* DOCUMENT EXTRACT
■ ■ ■

Architecture¶

PostgreSQL uses a process-per-connection model supervised by a postmaster daemon. Shared memory structures (buffer pool, WAL buffer, lock tables) are accessible to all backend processes, while each backend handles query parsing, planning, and execution independently. This architecture provides strong isolation between client sessions and relies on the Write-Ahead Log (WAL) protocol for crash recovery.

See also: index, architecture, operations, security

Process Architecture¶

When PostgreSQL starts, the postmaster daemon initialises shared memory and spawns several background processes. For each incoming client connection, the postmaster forks a dedicated backend process.

graph TB
    POSTMASTER["postmaster<br/>(supervisor daemon)"]

    subgraph "Background Processes"
        BGWRITER["Background Writer<br/>(bgwriter)"]
        CHECKPT["Checkpointer"]
        WALWRITER["WAL Writer<br/>(walwriter)"]
        AUTOVAC["Autovacuum Launcher"]
        AUTOWORK["Autovacuum Workers<br/>(dynamic)"]
        STATS["Statistics Collector<br/>(or shared memory stats in PG 15+)"]
        LOGICAL["Logical Replication<br/>Worker (if configured)"]
    end

    subgraph "Client Backends"
        BE1["Backend Process<br/>(session 1)"]
        BE2["Backend Process<br/>(session 2)"]
        BEN["Backend Process<br/>(session N)"]
    end

    subgraph "Shared Memory"

■ ■ ■

* GIVEN PROBLEM A
From the records below, report every line that contains the string "belt", treating uppercase and lowercase letters as different.

■ ■ ■

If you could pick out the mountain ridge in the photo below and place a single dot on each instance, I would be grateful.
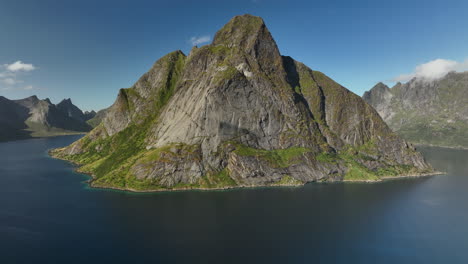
(426, 112)
(237, 113)
(32, 117)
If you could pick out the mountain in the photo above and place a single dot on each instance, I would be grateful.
(429, 112)
(236, 113)
(67, 107)
(32, 117)
(96, 118)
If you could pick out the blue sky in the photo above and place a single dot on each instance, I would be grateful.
(87, 50)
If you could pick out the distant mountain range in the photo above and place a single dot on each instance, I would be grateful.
(429, 112)
(32, 117)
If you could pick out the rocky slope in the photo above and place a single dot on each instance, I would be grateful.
(66, 106)
(31, 117)
(236, 113)
(431, 112)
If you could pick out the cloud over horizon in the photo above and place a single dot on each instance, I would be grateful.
(433, 70)
(10, 72)
(195, 41)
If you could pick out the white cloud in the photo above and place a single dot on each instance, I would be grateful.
(20, 66)
(8, 81)
(432, 70)
(195, 41)
(10, 72)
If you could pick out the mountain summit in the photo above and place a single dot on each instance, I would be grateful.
(433, 112)
(236, 113)
(32, 117)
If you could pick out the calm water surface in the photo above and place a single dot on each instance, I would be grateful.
(49, 215)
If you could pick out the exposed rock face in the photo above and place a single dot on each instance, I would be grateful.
(94, 119)
(66, 106)
(32, 117)
(431, 112)
(237, 113)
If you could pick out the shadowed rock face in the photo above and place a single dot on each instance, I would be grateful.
(431, 112)
(237, 113)
(32, 117)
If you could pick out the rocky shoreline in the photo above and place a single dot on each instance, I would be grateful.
(90, 182)
(438, 146)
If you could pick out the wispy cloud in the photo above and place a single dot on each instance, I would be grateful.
(19, 66)
(10, 73)
(432, 70)
(195, 41)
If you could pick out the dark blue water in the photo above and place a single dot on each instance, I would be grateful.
(48, 215)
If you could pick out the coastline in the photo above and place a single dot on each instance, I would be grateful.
(438, 146)
(92, 177)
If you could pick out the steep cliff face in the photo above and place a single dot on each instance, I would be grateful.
(66, 106)
(433, 112)
(32, 117)
(237, 113)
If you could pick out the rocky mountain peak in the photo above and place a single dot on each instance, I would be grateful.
(249, 34)
(66, 102)
(237, 113)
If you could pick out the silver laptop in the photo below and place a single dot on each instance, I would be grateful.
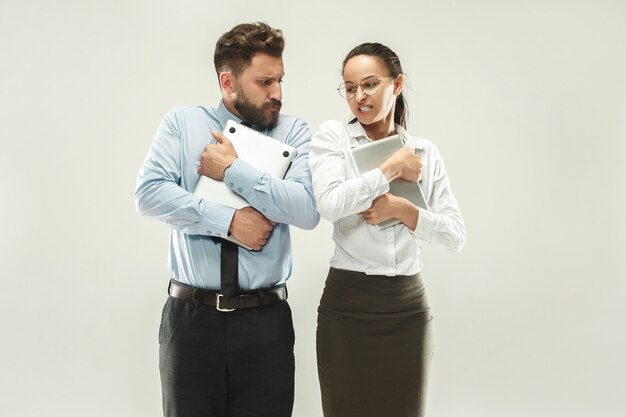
(371, 155)
(262, 152)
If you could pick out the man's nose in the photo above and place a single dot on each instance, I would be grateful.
(276, 91)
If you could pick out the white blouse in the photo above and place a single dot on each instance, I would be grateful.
(342, 194)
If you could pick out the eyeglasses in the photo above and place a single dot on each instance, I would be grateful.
(369, 86)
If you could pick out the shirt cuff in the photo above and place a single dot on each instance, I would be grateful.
(241, 177)
(216, 219)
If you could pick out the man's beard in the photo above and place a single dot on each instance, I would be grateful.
(265, 116)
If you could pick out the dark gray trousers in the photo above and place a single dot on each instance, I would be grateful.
(236, 364)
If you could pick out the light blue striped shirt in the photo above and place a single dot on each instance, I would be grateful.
(169, 175)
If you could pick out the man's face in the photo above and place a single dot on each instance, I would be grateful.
(259, 92)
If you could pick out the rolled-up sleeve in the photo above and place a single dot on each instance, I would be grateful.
(338, 196)
(442, 225)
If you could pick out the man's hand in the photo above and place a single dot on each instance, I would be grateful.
(250, 227)
(217, 157)
(405, 164)
(389, 206)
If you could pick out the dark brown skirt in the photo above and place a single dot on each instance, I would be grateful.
(374, 345)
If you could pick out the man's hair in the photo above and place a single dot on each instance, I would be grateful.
(234, 49)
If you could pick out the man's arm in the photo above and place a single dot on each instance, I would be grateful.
(288, 200)
(158, 193)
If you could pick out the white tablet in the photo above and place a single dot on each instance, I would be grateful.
(371, 155)
(262, 152)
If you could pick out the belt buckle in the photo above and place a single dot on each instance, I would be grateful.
(217, 304)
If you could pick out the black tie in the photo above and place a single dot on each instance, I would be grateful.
(229, 263)
(229, 268)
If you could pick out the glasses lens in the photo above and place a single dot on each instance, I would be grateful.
(370, 86)
(347, 90)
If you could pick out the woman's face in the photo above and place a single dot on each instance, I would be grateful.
(364, 72)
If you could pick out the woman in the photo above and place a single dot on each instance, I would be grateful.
(374, 340)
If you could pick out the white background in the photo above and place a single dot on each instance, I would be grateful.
(526, 101)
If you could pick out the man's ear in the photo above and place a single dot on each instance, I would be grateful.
(398, 84)
(227, 82)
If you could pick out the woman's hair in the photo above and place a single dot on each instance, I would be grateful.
(234, 49)
(392, 63)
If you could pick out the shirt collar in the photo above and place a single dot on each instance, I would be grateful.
(356, 130)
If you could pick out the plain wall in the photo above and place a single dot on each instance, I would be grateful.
(525, 100)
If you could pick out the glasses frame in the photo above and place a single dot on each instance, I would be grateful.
(347, 96)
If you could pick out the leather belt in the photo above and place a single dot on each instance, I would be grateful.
(253, 299)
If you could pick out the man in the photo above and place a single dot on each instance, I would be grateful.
(226, 350)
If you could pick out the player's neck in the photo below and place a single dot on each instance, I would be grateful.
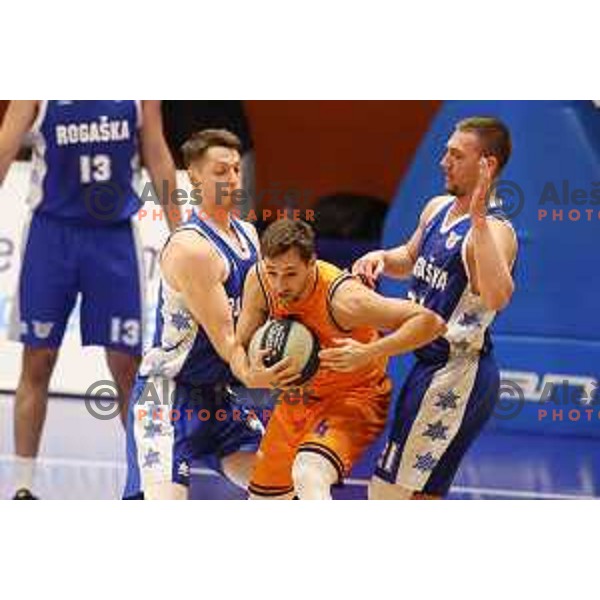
(311, 284)
(460, 206)
(219, 217)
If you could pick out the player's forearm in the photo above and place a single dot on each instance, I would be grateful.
(494, 280)
(397, 262)
(417, 331)
(162, 174)
(7, 155)
(239, 364)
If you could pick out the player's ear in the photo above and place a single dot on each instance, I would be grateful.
(493, 165)
(194, 174)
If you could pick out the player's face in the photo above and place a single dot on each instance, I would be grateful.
(461, 163)
(217, 175)
(289, 276)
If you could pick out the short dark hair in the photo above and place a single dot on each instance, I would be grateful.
(199, 142)
(493, 135)
(284, 234)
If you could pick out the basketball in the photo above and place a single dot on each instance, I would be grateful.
(287, 338)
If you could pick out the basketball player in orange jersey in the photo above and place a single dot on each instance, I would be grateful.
(311, 444)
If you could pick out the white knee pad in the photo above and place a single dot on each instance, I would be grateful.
(237, 467)
(165, 491)
(313, 476)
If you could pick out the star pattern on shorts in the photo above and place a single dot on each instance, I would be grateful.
(469, 320)
(180, 320)
(436, 431)
(462, 346)
(447, 400)
(425, 462)
(152, 429)
(151, 458)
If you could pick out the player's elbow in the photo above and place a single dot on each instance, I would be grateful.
(435, 325)
(498, 298)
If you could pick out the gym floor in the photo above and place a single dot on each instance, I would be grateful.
(498, 466)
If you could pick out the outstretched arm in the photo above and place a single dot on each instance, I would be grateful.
(157, 159)
(17, 121)
(354, 305)
(191, 266)
(491, 249)
(397, 262)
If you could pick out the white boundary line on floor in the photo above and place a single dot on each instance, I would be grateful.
(506, 493)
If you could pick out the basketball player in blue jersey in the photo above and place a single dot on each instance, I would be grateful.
(179, 410)
(80, 239)
(459, 261)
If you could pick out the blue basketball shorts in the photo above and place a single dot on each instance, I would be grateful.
(170, 425)
(62, 260)
(441, 409)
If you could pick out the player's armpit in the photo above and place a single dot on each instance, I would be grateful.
(399, 262)
(254, 310)
(18, 119)
(193, 268)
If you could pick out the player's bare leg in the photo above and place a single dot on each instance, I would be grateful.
(313, 476)
(123, 367)
(31, 403)
(238, 467)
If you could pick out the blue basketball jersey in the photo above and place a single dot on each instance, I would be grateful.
(440, 282)
(85, 160)
(181, 348)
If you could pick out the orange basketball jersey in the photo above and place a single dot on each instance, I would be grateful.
(314, 311)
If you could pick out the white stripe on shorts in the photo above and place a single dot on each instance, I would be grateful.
(154, 432)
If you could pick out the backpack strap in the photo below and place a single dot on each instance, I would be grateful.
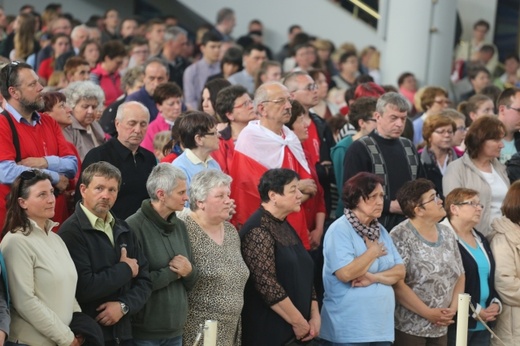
(16, 140)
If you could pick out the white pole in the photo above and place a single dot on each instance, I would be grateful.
(210, 333)
(462, 319)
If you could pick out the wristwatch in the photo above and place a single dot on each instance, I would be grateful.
(124, 308)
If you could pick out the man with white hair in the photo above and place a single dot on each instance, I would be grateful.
(124, 152)
(265, 144)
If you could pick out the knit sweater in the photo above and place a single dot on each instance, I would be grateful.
(165, 312)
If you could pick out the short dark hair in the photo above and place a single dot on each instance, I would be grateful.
(225, 101)
(193, 123)
(51, 98)
(511, 204)
(362, 109)
(9, 76)
(359, 186)
(101, 169)
(16, 217)
(297, 111)
(275, 180)
(210, 36)
(165, 91)
(482, 129)
(410, 194)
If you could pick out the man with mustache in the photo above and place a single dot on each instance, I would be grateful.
(124, 152)
(29, 139)
(265, 144)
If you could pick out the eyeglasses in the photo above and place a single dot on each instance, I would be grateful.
(245, 104)
(473, 204)
(435, 199)
(515, 109)
(443, 132)
(281, 101)
(309, 87)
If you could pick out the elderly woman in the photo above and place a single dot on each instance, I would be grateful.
(165, 243)
(168, 98)
(480, 170)
(464, 210)
(85, 133)
(219, 291)
(199, 137)
(42, 275)
(361, 265)
(438, 133)
(426, 303)
(280, 305)
(505, 244)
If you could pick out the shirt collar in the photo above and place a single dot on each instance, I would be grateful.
(35, 118)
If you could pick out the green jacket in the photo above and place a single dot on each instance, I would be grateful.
(164, 314)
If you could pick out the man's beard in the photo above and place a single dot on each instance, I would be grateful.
(32, 106)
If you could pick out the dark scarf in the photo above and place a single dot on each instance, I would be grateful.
(372, 231)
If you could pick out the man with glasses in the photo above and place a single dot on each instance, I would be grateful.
(304, 90)
(254, 56)
(265, 144)
(125, 153)
(385, 153)
(30, 140)
(509, 114)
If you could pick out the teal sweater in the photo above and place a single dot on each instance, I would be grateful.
(164, 314)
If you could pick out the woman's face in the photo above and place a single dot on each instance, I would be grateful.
(468, 212)
(91, 54)
(491, 149)
(372, 207)
(177, 198)
(460, 133)
(62, 113)
(442, 138)
(171, 108)
(291, 199)
(301, 128)
(207, 107)
(39, 205)
(85, 111)
(217, 204)
(323, 86)
(432, 205)
(61, 46)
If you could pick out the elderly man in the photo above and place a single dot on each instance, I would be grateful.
(29, 139)
(175, 41)
(113, 277)
(385, 153)
(125, 153)
(155, 73)
(254, 56)
(265, 144)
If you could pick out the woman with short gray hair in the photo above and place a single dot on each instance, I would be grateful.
(219, 292)
(166, 244)
(85, 99)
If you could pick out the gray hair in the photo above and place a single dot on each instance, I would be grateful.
(164, 177)
(395, 99)
(205, 181)
(173, 32)
(83, 90)
(121, 110)
(262, 93)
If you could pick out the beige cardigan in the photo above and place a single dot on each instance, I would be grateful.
(42, 284)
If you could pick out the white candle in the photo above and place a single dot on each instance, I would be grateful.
(462, 319)
(210, 333)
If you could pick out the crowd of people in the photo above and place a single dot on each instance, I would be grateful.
(152, 179)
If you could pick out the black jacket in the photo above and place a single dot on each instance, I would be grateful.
(101, 276)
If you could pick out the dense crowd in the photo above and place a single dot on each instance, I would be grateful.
(152, 179)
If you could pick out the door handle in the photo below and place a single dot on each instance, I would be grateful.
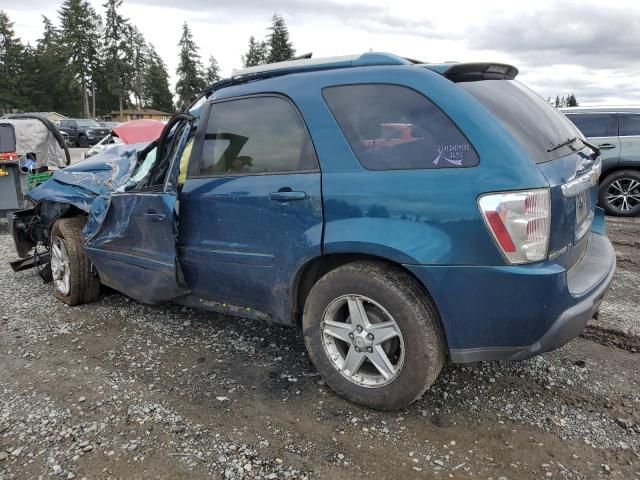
(286, 196)
(154, 216)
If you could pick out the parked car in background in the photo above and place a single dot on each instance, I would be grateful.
(616, 132)
(83, 132)
(135, 131)
(402, 214)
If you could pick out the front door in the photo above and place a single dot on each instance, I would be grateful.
(134, 244)
(250, 209)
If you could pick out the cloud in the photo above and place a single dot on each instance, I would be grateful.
(367, 17)
(592, 35)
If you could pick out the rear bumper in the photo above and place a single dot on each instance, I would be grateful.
(516, 312)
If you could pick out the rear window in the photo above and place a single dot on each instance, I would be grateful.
(629, 124)
(536, 125)
(390, 127)
(596, 124)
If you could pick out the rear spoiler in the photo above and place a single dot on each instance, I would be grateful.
(471, 72)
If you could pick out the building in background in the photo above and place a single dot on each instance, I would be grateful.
(137, 114)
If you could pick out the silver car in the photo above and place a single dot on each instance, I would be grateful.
(616, 132)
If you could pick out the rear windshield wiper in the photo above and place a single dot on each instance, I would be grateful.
(563, 144)
(595, 149)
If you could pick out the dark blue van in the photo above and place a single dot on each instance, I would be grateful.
(400, 213)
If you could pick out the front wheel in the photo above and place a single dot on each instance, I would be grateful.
(619, 193)
(73, 281)
(373, 335)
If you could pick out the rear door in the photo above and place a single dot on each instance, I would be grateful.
(554, 144)
(602, 130)
(250, 209)
(134, 244)
(630, 139)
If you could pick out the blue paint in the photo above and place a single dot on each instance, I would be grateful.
(234, 242)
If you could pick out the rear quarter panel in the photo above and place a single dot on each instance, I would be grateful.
(411, 216)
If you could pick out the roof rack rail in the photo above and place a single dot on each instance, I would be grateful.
(306, 64)
(312, 64)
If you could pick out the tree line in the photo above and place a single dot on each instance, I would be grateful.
(561, 102)
(88, 64)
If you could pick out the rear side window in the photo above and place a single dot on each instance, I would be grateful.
(256, 135)
(596, 124)
(629, 124)
(390, 127)
(537, 126)
(7, 138)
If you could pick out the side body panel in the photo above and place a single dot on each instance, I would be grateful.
(134, 249)
(237, 245)
(629, 145)
(610, 148)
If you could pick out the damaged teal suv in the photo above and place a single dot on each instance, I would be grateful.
(402, 214)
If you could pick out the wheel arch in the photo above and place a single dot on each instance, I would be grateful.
(618, 168)
(316, 268)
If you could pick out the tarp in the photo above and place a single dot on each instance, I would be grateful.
(137, 131)
(32, 136)
(82, 183)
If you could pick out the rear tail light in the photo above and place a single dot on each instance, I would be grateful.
(519, 222)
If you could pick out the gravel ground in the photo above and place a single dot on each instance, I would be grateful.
(116, 389)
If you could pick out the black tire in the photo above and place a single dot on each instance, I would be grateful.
(611, 184)
(84, 286)
(414, 313)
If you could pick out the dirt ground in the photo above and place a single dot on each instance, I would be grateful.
(116, 389)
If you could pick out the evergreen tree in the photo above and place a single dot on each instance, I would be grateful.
(280, 48)
(12, 55)
(212, 74)
(190, 77)
(257, 53)
(118, 54)
(51, 85)
(139, 63)
(156, 84)
(80, 37)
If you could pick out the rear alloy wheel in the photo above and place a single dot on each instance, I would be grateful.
(373, 334)
(620, 193)
(362, 341)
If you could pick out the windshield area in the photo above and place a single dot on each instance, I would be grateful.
(544, 132)
(88, 124)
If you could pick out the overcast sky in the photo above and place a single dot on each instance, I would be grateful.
(590, 48)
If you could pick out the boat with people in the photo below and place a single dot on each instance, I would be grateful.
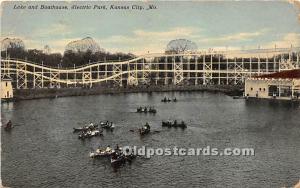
(119, 157)
(102, 152)
(89, 134)
(91, 127)
(169, 123)
(107, 125)
(166, 99)
(146, 110)
(145, 129)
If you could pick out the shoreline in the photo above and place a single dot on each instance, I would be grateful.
(29, 94)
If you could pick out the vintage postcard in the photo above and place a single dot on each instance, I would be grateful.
(150, 94)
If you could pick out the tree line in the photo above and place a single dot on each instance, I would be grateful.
(68, 59)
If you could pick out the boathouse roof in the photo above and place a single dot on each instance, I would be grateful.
(289, 74)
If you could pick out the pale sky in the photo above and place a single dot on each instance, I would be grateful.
(235, 24)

■ ■ ■

* GIVEN PROBLEM B
Summarize the passage on PostgreSQL architecture in two sentences.

* TASK RESPONSE A
If you could pick out the belt buckle in the photo above and place a single dot on each instance, I would be grateful.
If you could pick out the leather belt in the photo above and place a single dot on each instance, I would be grateful.

* TASK RESPONSE B
PostgreSQL uses a process-per-connection model supervised by a postmaster daemon, in which shared memory structures such as the buffer pool, WAL buffer, and lock tables are accessible to all backend processes, while each backend parses, plans, and executes queries independently. When PostgreSQL starts, the postmaster initializes shared memory and spawns several background processes, and it forks a dedicated backend process for each incoming client connection.